** begin **
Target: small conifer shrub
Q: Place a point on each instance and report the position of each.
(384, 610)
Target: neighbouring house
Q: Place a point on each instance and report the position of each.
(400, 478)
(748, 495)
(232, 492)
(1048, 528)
** end **
» WHAT NEEDS TO BE DONE: Rewrite every line of the rows above, requests included, and add 147 to each x and y coordinate in the answer points.

» RESULT OF THE TASK:
Target: small conifer shrub
Q: Place a point on each instance and report the position of each.
(531, 757)
Target: neighbouring house
Q: Place a point on each instance and report the position of each.
(547, 625)
(895, 642)
(379, 639)
(1195, 675)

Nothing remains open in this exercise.